◆ **Problem set**:
• 1. Answer these questions using the passage on Sentinel connectors:
(a) In what form are non-printable characters specified in the File Connector's delimiter?
(b) What is the first element of each pair in the EventLogQuery property?
(c) Which Connector does the passage call by far the most complex to work with?
• 2. Retype the part of the passage on Sentinel connectors that opens with the words containing "The syntax of" and closes with "the Security log.".

[Begin Passage]

The File Connector really only supports one relevant property, the Delimiter. You set the delimiter to tell the Connector how to identify, for that particular event source, the end of a single record. For many sources this is just a newline, but some multi-line sources use either a double newline or some funky character. You can specify more than one alternate line ending by separating each option with a comma, and non-printable characters are specified in hex as 0x0D.

You can also do more complex things: for XML input, for example, you can specify the end tag of the record to get a complete XML record. Just note that the delimiter is consumed by the Connector, so you may have to restore it to the input string to get parsable XML.

Windows Event (WMI) Connector

This Connector is considerably more complex, with an agent that can poll multiple event sources and deliver data back to Sentinel. But again there is only one important mode property, EventLogQuery, that affects how the Connector queries the event source. It specifies which Windows Event Logs should be queried and which events should be filtered. The Collector determines this because the Collector will be designed to parse a specific subset of the universe of possible events in Windows, hence it should only query for those events that it can parse.

The syntax of this property is a little funny: it is a comma-separated list, but values come in pairs. The first element of each pair is the name of an Event Log in Windows — like Security or System — and the second element is the filter (in WQL) that should be applied to that log. You can leave the filter blank, but you must include the position.

For example:

Security,"EventCode=4696 OR EventCode < 100"

This example requests event code 4696 and codes less than 100 from the Security log.

Security,"EventCode=4696 OR EventCode < 100",Application,

This example requests the same Security events and all Application events (note the empty filter at the end).

Database Connector

The Database Connector is by far the most complex to work with, because so many parameters of the event source are variable such as the table(s) and column(s) to be queried, how the data is indexed, whether we're using an interactive query or a stored procedure, and so forth. As a result, the Collector actually ends up doing a lot more work to manage the database queries than with any other type of Connector; thankfully, the Collector template handles a lot of the complexity for you.

[End Passage]
[Begin Listed records]

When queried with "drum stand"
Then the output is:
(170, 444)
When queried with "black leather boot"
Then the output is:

[End Listed records]

◆ **Per-task outputs**:
• 1.
(a) In hex, as 0x0D.
(b) The name of an Event Log in Windows, such as Security or System.
(c) The Database Connector.

• 2.
The syntax of this property is a little funny: it is a comma-separated list, but values come in pairs. The first element of each pair is the name of an Event Log in Windows — like Security or System — and the second element is the filter (in WQL) that should be applied to that log. You can leave the filter blank, but you must include the position.

For example:

Security,"EventCode=4696 OR EventCode < 100"

This example requests event code 4696 and codes less than 100 from the Security log.